What the exercise asks: Reproduce every line of all the items below word for word, leaving out the pictures.

[Records of labeled points]
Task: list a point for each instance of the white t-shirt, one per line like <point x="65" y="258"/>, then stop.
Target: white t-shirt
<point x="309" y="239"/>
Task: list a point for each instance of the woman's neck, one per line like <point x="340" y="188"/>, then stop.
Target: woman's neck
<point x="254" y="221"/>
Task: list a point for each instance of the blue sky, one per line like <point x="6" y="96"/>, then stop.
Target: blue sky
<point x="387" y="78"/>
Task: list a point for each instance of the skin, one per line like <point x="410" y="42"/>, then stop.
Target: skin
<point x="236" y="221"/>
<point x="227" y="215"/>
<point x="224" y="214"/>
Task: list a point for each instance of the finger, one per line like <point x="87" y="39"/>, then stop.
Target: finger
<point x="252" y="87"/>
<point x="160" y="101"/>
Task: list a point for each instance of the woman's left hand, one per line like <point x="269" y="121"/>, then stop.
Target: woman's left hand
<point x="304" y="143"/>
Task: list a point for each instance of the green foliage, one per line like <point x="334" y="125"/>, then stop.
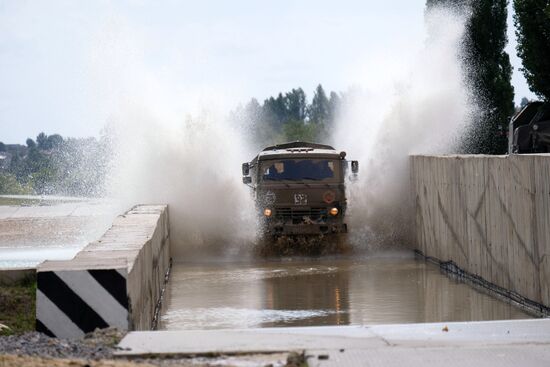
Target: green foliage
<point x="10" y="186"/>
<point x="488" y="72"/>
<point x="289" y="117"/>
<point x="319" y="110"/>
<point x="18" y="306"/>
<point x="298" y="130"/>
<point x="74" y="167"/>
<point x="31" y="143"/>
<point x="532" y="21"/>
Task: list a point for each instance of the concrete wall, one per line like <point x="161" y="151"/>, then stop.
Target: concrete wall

Written solution:
Task: list a point for each instance of the white t-shirt, one per line like <point x="65" y="258"/>, then stop.
Target: white t-shirt
<point x="309" y="239"/>
Task: list a point for each instance of the woman's neck, one per line like <point x="340" y="188"/>, then stop.
Target: woman's neck
<point x="254" y="221"/>
Task: list a point for each instance of the blue sky, one per line like <point x="6" y="96"/>, then stop.
Target: blue sky
<point x="387" y="78"/>
Task: list a point for each instance of the skin, one per line like <point x="410" y="42"/>, then stop.
Target: skin
<point x="236" y="221"/>
<point x="227" y="215"/>
<point x="224" y="214"/>
Task: list a point for each instance of the finger, one per line like <point x="87" y="39"/>, then stop.
Target: finger
<point x="252" y="87"/>
<point x="160" y="101"/>
Task: list a point for each instance of the woman's left hand, one per line like <point x="269" y="121"/>, then stop.
Target: woman's left hand
<point x="304" y="143"/>
Task: list a point for each instance of the green foliage, one per line like <point x="334" y="125"/>, then stop.
Target: green foliage
<point x="10" y="186"/>
<point x="488" y="72"/>
<point x="289" y="117"/>
<point x="319" y="110"/>
<point x="18" y="306"/>
<point x="298" y="130"/>
<point x="74" y="167"/>
<point x="31" y="143"/>
<point x="532" y="21"/>
Task: list a point for each instance of the concrete wall, one per line like <point x="161" y="151"/>, then stop.
Target: concrete wall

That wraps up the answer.